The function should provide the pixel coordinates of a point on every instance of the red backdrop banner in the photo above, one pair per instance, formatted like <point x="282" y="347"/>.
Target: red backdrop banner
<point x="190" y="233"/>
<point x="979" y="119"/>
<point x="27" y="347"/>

········

_Required task_:
Move every point in the answers of the material above by adding 88 to each x and y coordinate, then write out all of its lines again, request lines included. Leave the numbers inside the requests unchanged.

_Task solution_:
The function should provide the pixel coordinates of a point on every instance of the red backdrop banner in the photo above, one pair per instance, formatted like <point x="282" y="347"/>.
Target: red backdrop banner
<point x="278" y="321"/>
<point x="1067" y="207"/>
<point x="115" y="435"/>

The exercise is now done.